Reproduce the records below exactly; the images should not appear.

■ **DATA FOR THIS EXERCISE**
▽
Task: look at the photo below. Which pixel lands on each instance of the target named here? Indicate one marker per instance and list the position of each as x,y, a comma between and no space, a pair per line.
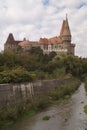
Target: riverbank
68,115
10,114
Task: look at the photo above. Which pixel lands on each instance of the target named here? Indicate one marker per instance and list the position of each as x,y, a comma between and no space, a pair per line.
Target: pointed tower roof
10,38
62,28
66,30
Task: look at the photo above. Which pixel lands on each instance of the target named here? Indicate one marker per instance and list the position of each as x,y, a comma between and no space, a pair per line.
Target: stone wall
15,93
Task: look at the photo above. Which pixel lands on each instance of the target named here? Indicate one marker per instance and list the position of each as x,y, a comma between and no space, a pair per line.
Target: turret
65,32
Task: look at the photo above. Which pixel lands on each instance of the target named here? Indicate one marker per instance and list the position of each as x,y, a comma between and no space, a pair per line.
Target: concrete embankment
17,93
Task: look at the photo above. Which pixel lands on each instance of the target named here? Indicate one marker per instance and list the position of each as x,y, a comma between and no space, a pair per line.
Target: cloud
43,18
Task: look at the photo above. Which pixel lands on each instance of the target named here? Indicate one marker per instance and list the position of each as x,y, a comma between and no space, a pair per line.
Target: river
△
■ **PROBLEM SOLUTION**
Task: look at the photo below. Which pixel lands on each instance of the target named here? Indicate one marker per instance and list the position of each as x,y, a comma between and no space, a pair per line.
Target: riverbank
68,115
10,114
Task: look at the photo above. Which pixel lands on each instance of the target named here? Indicate one marker per instance and list the position of each as x,y, a comma between and no space, a pair per line.
Target: pointed tower roof
10,38
62,28
66,30
Task: look at the photo above. Which pixel lands on each instance of the target named here? Indicate one marker per instance and list the position of each as x,y, a comma between and no space, a pair per line.
Target: stone wall
15,93
Task: look at the photo above. Which pixel lands on each instance of the target named here? Indicate one marker per instance and list the position of each as x,y, a comma between and no space, a pair per line.
Target: turret
65,32
Task: look at the photo above. Which pixel lands on each instance of the target named here? Indicate one marker per instance and list the position of each as x,y, a comma between and no space, a pair per line.
Target: concrete embankment
17,93
Task: look at the photo above. Which pixel lands on each instance of the target named here? Indicate one marker per instance and list the position of each as x,y, a comma between and no space, a pair per line.
Target: cloud
43,18
Task: look at the photo above. Which pixel lands on each instance of the target named here? Indicate one marker per instance and list the position of each as x,y, a comma between and no space, a pair per line.
Target: river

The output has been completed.